═════ Data supplied ═════

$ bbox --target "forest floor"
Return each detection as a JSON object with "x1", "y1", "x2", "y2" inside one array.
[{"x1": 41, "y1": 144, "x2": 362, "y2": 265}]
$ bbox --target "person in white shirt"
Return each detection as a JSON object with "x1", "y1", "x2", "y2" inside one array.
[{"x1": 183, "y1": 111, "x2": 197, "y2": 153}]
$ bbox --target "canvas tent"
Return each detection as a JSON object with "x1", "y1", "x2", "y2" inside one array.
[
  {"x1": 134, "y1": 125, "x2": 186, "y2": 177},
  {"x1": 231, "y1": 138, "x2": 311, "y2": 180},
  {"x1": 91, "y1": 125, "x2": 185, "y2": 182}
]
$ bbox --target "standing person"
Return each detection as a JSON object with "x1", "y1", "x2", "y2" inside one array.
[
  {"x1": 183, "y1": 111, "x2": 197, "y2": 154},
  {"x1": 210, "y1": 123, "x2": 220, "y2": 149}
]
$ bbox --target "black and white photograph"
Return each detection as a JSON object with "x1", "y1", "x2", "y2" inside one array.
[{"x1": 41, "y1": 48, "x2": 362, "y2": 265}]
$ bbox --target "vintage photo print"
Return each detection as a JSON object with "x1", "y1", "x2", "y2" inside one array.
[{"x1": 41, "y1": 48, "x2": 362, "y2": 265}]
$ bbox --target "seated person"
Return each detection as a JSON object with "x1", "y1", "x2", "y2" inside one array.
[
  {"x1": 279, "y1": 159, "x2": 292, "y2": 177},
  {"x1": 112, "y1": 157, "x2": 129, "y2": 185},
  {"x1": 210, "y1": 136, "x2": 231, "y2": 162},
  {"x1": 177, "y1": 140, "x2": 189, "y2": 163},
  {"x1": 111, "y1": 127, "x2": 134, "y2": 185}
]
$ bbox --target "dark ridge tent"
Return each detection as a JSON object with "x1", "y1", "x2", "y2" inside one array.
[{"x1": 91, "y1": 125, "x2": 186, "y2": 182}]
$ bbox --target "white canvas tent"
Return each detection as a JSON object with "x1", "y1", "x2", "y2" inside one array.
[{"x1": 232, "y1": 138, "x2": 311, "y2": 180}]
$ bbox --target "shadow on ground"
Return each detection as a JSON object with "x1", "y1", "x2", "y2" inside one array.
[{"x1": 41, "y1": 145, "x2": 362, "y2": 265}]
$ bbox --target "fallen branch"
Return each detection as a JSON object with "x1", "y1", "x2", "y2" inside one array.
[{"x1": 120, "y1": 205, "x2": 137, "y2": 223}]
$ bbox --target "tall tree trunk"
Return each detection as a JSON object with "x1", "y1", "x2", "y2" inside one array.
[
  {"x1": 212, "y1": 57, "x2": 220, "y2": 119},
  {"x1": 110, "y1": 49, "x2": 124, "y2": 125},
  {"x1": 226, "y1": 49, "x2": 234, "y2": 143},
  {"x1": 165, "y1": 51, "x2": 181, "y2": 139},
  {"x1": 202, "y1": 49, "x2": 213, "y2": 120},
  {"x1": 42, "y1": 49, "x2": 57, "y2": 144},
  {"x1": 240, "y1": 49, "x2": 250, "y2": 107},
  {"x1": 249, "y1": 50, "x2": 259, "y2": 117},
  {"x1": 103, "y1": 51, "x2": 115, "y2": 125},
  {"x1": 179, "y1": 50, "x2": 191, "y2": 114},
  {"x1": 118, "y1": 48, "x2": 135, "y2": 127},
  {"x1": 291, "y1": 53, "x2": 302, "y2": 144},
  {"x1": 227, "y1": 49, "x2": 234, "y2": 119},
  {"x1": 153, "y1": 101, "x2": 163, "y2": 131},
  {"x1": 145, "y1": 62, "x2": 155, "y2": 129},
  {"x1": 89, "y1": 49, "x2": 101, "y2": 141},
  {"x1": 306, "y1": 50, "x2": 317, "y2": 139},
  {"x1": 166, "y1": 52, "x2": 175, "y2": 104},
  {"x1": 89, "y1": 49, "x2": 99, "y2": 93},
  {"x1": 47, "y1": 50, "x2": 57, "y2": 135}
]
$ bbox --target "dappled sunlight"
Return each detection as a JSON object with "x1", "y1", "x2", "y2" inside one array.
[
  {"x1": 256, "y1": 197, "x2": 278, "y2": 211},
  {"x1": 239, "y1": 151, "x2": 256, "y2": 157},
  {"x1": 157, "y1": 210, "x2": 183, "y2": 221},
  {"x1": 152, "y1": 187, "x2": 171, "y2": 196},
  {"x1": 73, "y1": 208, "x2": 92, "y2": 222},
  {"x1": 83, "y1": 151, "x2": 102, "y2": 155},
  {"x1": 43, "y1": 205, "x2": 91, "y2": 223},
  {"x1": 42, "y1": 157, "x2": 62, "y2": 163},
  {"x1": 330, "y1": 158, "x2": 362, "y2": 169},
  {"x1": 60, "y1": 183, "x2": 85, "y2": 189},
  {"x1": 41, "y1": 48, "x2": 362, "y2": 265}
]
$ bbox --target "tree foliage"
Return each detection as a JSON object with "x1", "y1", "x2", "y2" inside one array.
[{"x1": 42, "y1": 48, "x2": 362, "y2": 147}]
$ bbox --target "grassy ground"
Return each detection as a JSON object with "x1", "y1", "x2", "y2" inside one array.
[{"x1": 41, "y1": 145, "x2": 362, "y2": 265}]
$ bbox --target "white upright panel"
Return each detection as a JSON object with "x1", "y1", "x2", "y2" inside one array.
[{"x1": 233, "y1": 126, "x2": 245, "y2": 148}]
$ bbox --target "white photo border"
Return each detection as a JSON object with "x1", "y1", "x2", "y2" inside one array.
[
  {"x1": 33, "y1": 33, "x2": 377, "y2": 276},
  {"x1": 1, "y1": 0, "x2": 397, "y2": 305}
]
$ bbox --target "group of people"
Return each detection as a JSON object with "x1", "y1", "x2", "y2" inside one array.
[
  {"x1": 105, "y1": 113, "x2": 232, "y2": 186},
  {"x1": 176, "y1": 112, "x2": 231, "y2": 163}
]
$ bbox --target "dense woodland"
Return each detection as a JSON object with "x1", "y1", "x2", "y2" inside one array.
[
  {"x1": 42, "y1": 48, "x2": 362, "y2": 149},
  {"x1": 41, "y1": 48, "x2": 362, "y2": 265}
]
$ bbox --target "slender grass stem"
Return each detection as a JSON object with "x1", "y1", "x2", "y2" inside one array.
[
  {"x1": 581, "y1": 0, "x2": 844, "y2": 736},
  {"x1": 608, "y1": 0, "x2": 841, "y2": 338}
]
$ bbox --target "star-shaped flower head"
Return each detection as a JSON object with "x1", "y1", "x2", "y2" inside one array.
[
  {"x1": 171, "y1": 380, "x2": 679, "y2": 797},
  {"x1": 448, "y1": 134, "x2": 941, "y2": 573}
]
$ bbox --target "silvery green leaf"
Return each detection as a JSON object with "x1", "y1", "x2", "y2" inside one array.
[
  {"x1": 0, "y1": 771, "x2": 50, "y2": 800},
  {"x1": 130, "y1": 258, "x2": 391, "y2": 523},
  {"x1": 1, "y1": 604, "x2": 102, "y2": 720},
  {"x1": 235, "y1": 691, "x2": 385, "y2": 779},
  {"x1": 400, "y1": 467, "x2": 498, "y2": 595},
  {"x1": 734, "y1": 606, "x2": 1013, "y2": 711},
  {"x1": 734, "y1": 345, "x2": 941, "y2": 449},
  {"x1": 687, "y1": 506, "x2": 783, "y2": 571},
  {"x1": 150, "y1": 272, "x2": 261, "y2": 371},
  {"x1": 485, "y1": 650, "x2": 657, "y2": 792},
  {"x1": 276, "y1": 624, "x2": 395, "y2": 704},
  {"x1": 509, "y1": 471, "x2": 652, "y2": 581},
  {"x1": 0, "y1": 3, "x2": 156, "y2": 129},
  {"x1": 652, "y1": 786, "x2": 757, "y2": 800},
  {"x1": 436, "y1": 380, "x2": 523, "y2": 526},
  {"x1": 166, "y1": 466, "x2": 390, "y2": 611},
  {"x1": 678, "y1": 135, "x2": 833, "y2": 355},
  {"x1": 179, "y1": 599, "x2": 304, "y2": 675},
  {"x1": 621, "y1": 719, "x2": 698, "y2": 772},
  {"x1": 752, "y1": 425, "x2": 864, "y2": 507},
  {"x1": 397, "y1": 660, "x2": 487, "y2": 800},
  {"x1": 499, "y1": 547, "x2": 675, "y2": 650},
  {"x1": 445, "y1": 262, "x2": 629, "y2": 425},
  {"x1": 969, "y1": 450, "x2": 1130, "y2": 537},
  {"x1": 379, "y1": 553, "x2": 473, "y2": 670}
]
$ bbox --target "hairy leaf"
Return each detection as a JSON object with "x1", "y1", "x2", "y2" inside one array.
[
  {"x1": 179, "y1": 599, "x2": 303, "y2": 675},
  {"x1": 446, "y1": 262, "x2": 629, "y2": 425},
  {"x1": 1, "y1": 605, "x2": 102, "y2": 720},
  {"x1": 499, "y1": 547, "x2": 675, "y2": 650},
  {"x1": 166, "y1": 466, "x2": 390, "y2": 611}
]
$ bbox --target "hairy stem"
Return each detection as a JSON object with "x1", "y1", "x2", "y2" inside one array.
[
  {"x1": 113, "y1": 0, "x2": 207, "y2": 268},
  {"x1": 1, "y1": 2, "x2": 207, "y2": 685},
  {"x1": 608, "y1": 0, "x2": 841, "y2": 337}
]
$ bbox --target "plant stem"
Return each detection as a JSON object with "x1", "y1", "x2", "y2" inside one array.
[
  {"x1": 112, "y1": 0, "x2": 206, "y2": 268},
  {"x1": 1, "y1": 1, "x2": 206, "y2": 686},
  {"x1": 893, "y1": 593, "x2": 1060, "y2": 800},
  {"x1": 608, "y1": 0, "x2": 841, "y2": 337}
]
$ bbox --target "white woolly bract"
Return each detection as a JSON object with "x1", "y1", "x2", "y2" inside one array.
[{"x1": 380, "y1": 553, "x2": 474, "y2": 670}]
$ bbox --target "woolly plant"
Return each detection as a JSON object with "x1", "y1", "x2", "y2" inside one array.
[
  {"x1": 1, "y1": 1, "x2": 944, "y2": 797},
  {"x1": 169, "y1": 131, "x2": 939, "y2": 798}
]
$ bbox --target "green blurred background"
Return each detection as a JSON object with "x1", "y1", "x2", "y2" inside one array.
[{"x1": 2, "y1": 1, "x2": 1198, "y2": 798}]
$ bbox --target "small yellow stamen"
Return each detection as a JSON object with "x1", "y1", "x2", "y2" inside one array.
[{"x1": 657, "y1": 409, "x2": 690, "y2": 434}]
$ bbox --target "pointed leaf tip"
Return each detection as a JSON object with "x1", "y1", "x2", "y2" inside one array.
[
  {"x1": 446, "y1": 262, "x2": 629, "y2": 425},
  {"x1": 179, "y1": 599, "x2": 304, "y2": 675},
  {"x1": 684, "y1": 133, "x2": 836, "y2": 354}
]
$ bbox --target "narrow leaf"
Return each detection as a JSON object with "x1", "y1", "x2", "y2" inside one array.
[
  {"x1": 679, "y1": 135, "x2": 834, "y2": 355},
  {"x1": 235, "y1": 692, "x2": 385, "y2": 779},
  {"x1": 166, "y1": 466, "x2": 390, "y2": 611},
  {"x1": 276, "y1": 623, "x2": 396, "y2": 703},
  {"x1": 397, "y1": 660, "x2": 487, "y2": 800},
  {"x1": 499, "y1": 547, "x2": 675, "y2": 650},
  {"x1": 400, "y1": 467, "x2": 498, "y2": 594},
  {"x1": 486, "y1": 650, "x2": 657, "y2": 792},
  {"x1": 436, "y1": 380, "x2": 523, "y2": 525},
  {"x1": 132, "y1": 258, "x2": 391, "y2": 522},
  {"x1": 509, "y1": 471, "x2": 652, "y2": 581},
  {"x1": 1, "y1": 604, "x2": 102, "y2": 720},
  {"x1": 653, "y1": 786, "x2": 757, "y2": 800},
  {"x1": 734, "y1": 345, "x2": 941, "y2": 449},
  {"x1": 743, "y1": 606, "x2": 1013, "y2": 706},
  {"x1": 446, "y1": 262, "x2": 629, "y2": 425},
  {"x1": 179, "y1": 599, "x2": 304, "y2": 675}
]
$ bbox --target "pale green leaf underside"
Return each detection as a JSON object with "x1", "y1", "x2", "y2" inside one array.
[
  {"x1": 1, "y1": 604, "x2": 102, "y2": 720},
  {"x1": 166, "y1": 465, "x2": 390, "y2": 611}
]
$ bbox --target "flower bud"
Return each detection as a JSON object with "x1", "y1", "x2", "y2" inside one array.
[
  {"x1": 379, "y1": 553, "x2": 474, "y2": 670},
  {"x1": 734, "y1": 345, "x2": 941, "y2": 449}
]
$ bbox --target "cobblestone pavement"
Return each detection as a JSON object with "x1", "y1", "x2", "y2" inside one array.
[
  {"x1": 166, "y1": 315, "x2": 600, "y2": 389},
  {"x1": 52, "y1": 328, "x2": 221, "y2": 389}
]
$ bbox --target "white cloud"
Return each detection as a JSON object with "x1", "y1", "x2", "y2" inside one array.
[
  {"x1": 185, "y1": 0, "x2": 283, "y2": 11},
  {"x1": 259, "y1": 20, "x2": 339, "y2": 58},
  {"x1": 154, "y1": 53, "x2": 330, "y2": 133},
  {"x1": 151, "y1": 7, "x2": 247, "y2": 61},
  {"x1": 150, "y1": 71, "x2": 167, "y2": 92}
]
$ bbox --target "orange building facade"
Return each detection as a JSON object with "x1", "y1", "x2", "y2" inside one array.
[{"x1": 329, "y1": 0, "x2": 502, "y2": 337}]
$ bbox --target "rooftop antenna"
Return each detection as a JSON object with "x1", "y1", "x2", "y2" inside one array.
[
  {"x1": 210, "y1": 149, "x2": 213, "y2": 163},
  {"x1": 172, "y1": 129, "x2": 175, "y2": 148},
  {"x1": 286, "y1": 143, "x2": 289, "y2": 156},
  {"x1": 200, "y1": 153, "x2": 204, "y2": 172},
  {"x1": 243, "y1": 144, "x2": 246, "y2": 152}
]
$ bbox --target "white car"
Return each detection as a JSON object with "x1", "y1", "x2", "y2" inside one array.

═════

▶ [Task instructions]
Where "flower" occurs in a line of the data above, count that line. Give the final count and no other words.

▶ [Exercise output]
2